Stated goal. Reproduce verbatim the portion of the tables and debugging demo below that begins with the words containing "There are lots" and ends with "a shared key](https://rforhr.com/horizontal_join.png)".

Selected extract.
Urban Data Science & Smart Cities <br>
URSP688Y Spring 2026<br>
Instructor: Chester Harvey <br>
Urban Studies & Planning <br>
National Center for Smart Growth <br>
University of Maryland

# Demo 5 - More Tables & Debugging

- More Tables
    - Drop duplicate rows
    - Count rows withing groups
    - Concatenate tables
    - Join columns from another table
- Errors and Debugging

## Data Wrangling with Tables

In [None]:
# Import Pandas package for working with tables
import pandas as pd

In [None]:
# Load raw eviction data
eviction_cases_df = pd.read_csv('District_Court_of_Maryland_Eviction_Case_Data_MG_PG.csv')

In [None]:
# Investivate the dataframe
eviction_cases_df.head()

In [None]:
# Convert data in date columns to datetime objects so they can be sorted properly

def convert_column_to_datetime(df, column):
    """
    Converts a column in a dataframe to datetime objects

    Args:
        df (Pandas DataFrame): input dataframe
        column (string): column in input dataframe to be converted to datetime

    Returns:
        Pandas DataFrame: copy of input dataframe with the converted datetime column
    """
    df = df.copy()
    df[column] = pd.to_datetime(df[column])
    return df

for date_column in ['Event Date', 'Evicted Date']:
    eviction_cases_df = convert_column_to_datetime(eviction_cases_df, date_column)

In [None]:
# Investigate data types of columns
eviction_cases_df.dtypes

How many unique cases are there?

In [None]:
# .drop_duplicates() method

How many unique cases per zip code?

In [None]:
# .groupby() method

Which zip codes have the most unique cases *per person*?

Let's join data from [CensusReporter](https://censusreporter.org/).

### Combining/Merging/Joining Tables

Combining information from multiple tables into a single table is one of the most useful data wrangling operations.

There are lots of different ways to join tables, but two basic types are:

1. Joining column with a shared key, which outputs a table that is wider than either input.
2. Concatenating rows with shared column names, which outputs a table that is longer than either input.

#### Joining columns based on a key

![joining columns with a shared key](https://rforhr.com/horizontal_join.png)


#### Concatenating rows with the same column names
![joining rows with shared column names](https://rforhr.com/vertical_join.png)

In [None]:
# Load census reporter data, ignoring the row with data for the whole county (first row under the header)

# Can we write a function that loads a census reporter csv and skips the second row?

Some records:
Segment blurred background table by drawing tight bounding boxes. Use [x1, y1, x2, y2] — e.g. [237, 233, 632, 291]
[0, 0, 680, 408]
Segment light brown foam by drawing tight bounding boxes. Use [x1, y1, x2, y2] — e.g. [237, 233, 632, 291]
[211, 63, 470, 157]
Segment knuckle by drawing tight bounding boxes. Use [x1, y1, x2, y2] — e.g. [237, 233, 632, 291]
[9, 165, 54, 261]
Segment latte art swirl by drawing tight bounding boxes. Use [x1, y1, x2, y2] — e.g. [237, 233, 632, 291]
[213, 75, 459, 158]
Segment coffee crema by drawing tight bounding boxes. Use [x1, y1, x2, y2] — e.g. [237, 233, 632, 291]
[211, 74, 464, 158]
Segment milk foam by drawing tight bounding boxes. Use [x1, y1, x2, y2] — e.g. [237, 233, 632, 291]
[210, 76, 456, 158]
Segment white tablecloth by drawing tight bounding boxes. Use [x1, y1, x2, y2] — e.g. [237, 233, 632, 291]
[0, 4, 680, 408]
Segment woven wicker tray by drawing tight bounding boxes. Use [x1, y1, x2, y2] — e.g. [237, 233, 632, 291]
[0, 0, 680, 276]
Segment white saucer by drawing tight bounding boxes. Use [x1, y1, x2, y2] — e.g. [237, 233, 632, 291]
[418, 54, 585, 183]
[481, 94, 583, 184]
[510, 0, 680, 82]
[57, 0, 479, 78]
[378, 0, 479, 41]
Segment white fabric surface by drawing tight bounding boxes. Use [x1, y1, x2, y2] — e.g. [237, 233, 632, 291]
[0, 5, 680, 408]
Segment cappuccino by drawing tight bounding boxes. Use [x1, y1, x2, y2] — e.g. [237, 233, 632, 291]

Worked solution.
There are lots of different ways to join tables, but two basic types are:

1. Joining column with a shared key, which outputs a table that is wider than either input.
2. Concatenating rows with shared column names, which outputs a table that is longer than either input.

#### Joining columns based on a key

![joining columns with a shared key](https://rforhr.com/horizontal_join.png)